▶ EXERCISE TASKS:
1) Rewrite the CDA overview text between "CDA data comes" and "3 researchsubject IDs.", inclusive, putting "confidentiality" in place of "privacy".
2) Extend the CDA overview text past its last sentence.

▶ TEXT EXCERPT:
BEGIN
Conceptual Overview

You can think of the CDA as a really, really enormous spreadsheet full of data. To search this enormous spreadsheet, you'd want to select columns that have data you're interested in, and then filter the rows to only the values you care about.

CDA data comes from four sources: The CDA makes this data searchable in five main endpoints:
  • subject: A patient entity captures the study-independent metadata for research subjects. Human research subjects are usually not traceable to a particular person to protect the subjects privacy.
  • researchsubject: A research subject is the entity of interest in a specific research study or project, typically a human being or an animal, but can also be a device, group of humans or animals, or a tissue sample. Human research subjects are usually not traceable to a particular person to protect the subjects privacy. This entity plays the role of the case_id in existing data. A subject who participates in 3 studies will have 3 researchsubject IDs.
  • specimen: Any material taken as a sample from a biological entity (living or dead), or from a physical object or the environment. Specimens are usually collected as an example of their kind, often for use in some investigation.
  • mutation: Molecular data about specific mutations, currently limited to the TCGA-READ project from GDC.
  • file: A unit of data about subjects, researchsubjects, specimens, or their associated information.
END
▶ RECORD SET:
BEGIN
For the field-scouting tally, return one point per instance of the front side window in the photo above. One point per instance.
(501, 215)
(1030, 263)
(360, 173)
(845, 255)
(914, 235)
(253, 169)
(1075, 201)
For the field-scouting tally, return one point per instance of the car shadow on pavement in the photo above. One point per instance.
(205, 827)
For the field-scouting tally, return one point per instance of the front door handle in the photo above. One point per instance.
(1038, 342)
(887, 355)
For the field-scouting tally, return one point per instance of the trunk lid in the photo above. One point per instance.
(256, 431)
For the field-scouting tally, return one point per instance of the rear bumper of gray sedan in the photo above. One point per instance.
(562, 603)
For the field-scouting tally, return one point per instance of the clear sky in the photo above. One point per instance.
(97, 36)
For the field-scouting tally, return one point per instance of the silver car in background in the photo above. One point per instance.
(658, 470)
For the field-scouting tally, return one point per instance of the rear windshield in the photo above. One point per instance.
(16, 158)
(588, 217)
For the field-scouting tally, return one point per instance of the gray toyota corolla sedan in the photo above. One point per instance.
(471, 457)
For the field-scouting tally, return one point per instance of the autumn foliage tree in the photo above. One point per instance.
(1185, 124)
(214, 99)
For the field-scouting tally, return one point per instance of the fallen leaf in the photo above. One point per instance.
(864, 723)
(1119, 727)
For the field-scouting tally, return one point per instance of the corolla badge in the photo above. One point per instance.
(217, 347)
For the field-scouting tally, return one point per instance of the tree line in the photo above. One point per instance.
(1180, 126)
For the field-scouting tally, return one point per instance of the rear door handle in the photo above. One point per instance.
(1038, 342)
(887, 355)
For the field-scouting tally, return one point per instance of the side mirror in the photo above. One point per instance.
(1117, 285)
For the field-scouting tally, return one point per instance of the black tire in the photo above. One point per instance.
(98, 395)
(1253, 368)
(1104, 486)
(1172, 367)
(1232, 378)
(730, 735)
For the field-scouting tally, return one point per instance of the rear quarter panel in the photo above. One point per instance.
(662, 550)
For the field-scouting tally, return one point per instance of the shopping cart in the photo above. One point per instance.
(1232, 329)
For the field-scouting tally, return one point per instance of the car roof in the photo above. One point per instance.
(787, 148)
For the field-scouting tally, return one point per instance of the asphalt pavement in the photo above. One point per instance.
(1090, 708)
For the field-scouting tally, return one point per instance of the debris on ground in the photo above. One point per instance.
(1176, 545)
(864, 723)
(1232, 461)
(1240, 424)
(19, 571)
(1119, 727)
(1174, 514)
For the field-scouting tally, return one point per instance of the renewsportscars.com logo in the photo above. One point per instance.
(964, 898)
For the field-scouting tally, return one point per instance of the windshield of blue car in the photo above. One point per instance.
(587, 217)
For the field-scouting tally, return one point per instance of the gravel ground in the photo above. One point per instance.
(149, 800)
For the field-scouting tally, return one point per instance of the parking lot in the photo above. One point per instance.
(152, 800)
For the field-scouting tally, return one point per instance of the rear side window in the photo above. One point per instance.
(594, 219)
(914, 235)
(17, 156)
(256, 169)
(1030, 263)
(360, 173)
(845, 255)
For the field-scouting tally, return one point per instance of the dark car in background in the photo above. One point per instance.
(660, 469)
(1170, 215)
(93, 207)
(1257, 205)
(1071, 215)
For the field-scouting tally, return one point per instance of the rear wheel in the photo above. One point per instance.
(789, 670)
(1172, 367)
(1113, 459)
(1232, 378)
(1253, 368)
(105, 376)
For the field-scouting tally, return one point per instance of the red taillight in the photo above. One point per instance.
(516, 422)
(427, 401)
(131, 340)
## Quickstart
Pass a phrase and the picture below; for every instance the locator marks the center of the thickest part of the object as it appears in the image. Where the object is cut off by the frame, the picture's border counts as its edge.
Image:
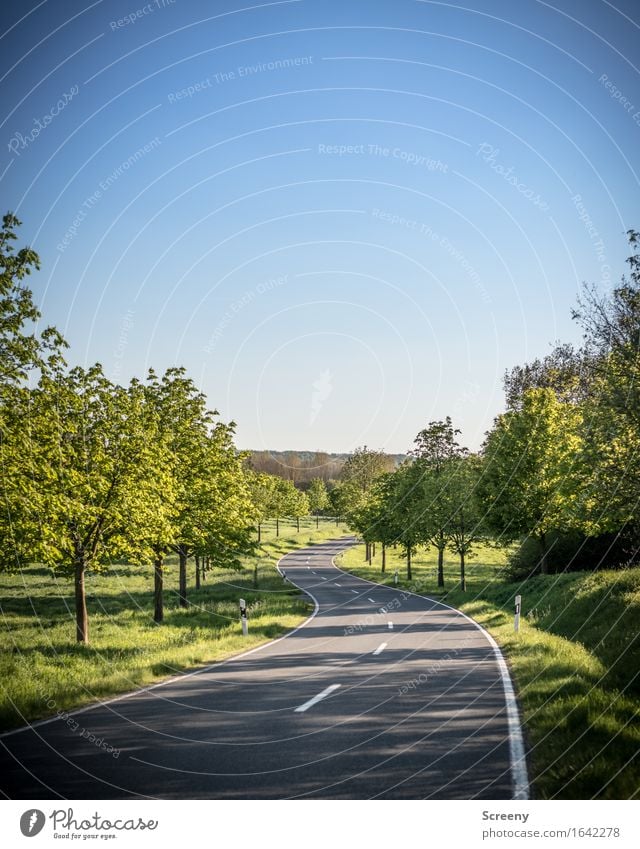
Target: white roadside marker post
(243, 617)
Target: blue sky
(346, 219)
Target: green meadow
(575, 663)
(43, 670)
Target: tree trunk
(158, 575)
(544, 562)
(82, 619)
(182, 554)
(441, 567)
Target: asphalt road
(381, 694)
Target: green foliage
(317, 495)
(528, 481)
(41, 672)
(574, 663)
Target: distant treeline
(301, 467)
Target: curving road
(381, 694)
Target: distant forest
(301, 467)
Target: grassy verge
(575, 664)
(42, 671)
END
▶ OUTPUTS BY TASK:
1)
CDA data comes from four sources: The CDA makes this data searchable in five main endpoints:
  • subject: A patient entity captures the study-independent metadata for research subjects. Human research subjects are usually not traceable to a particular person to protect the subjects confidentiality.
  • researchsubject: A research subject is the entity of interest in a specific research study or project, typically a human being or an animal, but can also be a device, group of humans or animals, or a tissue sample. Human research subjects are usually not traceable to a particular person to protect the subjects confidentiality. This entity plays the role of the case_id in existing data. A subject who participates in 3 studies will have 3 researchsubject IDs.

2)
and two endpoints that offer deeper information about data in the researchsubject endpoint:
  • diagnosis: A collection of characteristics that describe an abnormal condition of the body as assessed at a point in time. May be used to capture information about neoplastic and non-neoplastic conditions.
  • treatment: Represent medication administration or other treatment types.

If the CDA works like a giant spreadsheet, the endpoints are sets of specific columns that always go together. Any metadata field can be searched from any endpoint, the only difference between search types is what type of data is returned by default.

If you are looking to build a cohort of distinct individuals who meet some criteria, you would search by subject, and the result will be a table of information with one row per subject. If you are looking for biosamples that can be ordered or a specific format of information (e.g. histological slides) start with specimen. This search will return a table of information with one row per biosample. If you want to build a cohort, but are particularly interested in studies rather than the participants, search by researchsubject.